YOUR TASK: Having located "Prompt: signpost pole" in the records below, repeat exactly the line it is on and all subsequent lines, ending with the last.

(Records from a collection)
..........

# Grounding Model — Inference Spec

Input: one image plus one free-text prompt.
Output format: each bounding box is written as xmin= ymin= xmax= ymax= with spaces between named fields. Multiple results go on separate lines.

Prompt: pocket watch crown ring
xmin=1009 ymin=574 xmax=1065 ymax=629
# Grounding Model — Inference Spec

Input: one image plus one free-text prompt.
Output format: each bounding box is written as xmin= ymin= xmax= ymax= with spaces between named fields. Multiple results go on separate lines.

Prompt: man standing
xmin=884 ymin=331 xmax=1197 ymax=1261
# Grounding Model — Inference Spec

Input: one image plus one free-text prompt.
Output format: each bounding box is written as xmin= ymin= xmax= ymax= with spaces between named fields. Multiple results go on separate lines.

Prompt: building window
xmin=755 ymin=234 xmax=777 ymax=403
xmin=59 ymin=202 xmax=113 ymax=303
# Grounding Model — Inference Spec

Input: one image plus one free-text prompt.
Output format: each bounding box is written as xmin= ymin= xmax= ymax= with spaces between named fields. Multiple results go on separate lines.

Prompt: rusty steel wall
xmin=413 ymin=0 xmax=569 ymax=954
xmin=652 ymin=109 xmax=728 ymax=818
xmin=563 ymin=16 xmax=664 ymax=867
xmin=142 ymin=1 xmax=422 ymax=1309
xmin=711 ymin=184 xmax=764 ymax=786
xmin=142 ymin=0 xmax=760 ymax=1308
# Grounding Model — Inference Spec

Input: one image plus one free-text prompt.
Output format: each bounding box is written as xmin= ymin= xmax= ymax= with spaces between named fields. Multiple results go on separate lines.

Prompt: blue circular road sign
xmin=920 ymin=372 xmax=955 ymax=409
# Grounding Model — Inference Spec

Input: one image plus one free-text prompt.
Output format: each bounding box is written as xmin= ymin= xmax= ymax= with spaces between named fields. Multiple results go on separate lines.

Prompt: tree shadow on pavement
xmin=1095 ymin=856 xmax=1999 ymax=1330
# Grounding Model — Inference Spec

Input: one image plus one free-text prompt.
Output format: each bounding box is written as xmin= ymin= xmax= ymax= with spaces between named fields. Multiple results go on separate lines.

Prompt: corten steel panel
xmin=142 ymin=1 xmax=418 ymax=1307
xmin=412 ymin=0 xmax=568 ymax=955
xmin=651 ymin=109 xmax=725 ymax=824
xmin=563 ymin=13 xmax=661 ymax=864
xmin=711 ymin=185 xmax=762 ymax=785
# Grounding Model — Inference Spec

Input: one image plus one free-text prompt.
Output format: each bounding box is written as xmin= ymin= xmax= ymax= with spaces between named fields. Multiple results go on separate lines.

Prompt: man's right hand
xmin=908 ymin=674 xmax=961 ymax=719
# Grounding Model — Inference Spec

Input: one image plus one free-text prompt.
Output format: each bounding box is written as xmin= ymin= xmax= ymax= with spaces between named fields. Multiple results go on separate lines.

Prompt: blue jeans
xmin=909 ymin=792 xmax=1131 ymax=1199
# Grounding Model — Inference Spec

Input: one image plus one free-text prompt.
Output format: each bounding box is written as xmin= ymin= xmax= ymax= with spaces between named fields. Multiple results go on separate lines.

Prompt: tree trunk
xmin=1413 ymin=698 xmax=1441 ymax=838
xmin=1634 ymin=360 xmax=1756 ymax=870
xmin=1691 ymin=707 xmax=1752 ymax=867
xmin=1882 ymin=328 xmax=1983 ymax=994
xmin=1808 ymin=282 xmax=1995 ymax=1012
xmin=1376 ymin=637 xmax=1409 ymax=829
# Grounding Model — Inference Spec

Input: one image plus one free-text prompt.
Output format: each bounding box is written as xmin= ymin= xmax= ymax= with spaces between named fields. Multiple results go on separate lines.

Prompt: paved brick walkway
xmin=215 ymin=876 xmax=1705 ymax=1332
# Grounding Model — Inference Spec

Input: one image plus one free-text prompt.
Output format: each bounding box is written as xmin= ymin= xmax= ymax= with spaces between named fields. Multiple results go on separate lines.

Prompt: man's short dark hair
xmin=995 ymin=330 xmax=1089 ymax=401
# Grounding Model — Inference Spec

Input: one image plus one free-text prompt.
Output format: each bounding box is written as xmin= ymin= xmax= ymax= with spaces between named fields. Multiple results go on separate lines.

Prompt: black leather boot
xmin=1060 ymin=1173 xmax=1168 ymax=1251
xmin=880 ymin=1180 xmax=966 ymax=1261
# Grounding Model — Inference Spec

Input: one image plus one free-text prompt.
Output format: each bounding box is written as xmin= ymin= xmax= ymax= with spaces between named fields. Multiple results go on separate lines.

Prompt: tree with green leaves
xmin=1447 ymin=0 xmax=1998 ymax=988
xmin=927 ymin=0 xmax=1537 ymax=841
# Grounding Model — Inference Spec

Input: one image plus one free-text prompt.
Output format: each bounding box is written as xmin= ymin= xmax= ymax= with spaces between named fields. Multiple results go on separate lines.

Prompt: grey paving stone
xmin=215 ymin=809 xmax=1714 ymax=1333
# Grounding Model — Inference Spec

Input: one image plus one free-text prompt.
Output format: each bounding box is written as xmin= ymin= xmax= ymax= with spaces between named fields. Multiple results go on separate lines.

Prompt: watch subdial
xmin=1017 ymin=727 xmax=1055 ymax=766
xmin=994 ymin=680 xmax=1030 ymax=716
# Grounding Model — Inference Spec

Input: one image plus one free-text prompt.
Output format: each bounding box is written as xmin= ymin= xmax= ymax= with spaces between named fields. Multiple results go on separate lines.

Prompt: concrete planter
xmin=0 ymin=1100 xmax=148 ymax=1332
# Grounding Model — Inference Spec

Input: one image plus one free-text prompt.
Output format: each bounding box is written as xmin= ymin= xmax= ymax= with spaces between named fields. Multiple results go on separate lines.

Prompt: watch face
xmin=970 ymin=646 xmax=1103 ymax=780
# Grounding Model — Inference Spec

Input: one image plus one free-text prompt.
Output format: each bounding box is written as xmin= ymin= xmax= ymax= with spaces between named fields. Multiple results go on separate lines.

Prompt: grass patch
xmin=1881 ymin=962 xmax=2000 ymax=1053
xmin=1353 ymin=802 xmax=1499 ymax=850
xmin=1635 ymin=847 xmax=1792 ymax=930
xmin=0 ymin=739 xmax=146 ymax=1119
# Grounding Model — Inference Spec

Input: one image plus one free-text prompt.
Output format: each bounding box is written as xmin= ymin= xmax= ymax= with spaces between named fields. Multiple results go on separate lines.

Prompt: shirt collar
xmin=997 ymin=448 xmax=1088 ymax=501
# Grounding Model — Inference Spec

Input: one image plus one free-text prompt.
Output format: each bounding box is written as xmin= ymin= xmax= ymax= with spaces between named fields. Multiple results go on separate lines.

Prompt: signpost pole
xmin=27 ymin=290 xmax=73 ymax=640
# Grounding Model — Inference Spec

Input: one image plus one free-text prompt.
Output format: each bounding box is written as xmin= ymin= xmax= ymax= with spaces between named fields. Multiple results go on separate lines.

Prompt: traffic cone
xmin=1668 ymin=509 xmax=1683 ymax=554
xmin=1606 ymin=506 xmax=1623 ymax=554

..........

FINISHED EXERCISE:
Prompt: signpost pole
xmin=27 ymin=290 xmax=73 ymax=640
# Grounding Model — Inference Spec

Input: one image plus one free-text prompt.
Output format: each bounding box is written as xmin= ymin= xmax= ymax= with spaces between named fields. Multiple results go on separate lines.

Prompt: traffic cone
xmin=1668 ymin=509 xmax=1683 ymax=554
xmin=1606 ymin=506 xmax=1623 ymax=554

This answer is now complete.